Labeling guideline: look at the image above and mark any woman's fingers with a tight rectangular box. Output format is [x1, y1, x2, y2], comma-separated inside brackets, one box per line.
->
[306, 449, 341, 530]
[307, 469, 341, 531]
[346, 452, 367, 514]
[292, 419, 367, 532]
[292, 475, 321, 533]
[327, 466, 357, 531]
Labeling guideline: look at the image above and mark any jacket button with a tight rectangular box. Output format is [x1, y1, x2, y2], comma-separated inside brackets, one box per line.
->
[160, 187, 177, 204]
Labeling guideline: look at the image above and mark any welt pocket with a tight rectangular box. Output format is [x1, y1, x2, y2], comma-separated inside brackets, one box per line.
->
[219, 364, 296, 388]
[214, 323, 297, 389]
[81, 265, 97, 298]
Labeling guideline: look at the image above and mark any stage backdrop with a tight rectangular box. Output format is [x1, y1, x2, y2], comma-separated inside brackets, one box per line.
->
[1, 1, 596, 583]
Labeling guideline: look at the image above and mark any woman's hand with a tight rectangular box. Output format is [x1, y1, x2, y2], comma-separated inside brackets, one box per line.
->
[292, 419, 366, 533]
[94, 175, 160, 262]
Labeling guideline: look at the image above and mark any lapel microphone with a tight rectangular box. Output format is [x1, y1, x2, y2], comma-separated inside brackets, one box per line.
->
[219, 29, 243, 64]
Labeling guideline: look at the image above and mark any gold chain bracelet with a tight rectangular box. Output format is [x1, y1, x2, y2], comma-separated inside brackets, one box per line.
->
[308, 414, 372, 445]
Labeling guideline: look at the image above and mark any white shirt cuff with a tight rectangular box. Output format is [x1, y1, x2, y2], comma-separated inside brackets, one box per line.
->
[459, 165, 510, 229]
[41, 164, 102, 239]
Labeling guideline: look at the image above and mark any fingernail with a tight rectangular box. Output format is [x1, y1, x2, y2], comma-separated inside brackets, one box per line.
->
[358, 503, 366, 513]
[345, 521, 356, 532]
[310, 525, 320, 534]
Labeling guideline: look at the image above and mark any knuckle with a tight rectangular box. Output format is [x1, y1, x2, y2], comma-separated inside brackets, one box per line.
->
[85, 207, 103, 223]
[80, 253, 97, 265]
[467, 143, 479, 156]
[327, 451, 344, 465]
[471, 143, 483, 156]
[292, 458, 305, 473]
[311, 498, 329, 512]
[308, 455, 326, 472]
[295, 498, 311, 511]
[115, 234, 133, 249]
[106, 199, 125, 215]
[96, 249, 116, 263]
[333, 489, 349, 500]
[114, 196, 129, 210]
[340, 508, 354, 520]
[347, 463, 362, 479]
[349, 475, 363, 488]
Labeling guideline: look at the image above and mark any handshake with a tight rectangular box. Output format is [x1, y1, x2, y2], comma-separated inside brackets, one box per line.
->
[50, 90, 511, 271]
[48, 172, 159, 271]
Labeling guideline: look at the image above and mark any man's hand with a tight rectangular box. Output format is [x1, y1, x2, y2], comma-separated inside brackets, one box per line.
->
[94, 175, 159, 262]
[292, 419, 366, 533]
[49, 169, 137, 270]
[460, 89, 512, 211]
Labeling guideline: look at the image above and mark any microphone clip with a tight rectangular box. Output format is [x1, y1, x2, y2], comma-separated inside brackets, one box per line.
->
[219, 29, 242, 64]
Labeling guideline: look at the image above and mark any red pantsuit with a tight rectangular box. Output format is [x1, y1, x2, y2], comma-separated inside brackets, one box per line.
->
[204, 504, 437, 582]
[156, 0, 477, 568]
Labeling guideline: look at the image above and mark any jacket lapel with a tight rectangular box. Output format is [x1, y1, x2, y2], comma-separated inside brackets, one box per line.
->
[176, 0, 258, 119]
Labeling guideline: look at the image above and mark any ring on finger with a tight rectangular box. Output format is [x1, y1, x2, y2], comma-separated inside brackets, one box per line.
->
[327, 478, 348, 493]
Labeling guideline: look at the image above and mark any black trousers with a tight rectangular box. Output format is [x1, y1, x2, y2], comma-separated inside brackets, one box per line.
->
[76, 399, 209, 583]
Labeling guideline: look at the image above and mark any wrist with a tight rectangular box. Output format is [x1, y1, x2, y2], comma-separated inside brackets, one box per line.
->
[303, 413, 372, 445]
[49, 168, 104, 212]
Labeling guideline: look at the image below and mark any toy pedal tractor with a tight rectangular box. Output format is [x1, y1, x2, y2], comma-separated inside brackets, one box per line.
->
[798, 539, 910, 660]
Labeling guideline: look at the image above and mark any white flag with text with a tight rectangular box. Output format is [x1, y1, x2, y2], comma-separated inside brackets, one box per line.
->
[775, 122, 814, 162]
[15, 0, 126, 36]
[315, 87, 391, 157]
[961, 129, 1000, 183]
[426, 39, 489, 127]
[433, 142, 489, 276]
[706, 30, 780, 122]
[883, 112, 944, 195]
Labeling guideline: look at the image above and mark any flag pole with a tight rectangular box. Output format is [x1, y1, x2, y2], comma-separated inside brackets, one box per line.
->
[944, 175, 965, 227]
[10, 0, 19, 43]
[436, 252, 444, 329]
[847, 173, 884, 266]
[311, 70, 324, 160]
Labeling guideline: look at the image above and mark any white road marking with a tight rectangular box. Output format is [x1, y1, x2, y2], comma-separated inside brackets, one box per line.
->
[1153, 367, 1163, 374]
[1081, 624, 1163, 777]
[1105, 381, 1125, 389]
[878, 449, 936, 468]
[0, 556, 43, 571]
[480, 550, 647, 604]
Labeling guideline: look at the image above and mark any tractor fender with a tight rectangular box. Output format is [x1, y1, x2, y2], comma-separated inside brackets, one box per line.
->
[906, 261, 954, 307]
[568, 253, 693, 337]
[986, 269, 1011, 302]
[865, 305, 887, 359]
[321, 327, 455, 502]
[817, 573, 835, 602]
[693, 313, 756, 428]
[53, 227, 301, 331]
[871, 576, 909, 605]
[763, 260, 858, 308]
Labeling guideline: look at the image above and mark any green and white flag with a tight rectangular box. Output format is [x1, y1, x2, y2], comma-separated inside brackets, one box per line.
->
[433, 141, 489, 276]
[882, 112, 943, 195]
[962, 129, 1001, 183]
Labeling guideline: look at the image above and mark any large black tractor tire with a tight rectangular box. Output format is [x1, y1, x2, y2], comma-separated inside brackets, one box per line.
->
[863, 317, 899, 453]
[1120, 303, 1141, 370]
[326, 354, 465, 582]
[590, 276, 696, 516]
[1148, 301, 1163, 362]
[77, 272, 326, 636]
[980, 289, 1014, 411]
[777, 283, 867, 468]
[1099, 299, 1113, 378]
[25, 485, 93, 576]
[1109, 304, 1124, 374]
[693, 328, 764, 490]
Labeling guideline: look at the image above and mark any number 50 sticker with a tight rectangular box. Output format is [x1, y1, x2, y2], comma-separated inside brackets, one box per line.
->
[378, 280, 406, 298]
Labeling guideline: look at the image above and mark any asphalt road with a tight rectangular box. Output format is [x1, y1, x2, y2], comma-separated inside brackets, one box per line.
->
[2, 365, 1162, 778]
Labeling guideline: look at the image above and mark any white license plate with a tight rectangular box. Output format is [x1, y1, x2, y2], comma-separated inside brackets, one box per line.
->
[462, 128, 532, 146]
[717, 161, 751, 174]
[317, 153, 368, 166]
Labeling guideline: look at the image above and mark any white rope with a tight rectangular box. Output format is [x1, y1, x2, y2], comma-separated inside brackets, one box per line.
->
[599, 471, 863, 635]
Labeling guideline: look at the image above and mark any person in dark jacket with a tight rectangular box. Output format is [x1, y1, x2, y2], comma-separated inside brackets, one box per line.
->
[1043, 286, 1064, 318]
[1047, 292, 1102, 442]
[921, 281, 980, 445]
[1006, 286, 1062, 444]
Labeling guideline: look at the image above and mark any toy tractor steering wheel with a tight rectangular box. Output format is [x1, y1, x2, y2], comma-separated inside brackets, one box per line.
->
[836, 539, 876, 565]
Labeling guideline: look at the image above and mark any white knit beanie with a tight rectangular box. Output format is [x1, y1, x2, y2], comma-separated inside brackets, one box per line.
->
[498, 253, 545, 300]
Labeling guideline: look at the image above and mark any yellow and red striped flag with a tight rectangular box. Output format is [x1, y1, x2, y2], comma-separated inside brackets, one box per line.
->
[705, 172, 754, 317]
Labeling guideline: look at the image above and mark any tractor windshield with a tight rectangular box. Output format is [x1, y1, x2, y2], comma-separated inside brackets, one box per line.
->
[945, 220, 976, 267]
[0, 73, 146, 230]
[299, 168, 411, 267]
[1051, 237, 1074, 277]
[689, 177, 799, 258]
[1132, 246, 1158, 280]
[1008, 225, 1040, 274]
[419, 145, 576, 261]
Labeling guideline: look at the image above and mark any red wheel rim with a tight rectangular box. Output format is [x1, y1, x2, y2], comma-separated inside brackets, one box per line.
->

Instructions for the task –
If a line above holds the string "flag", count it; give the final total as the only output.

Expected output –
4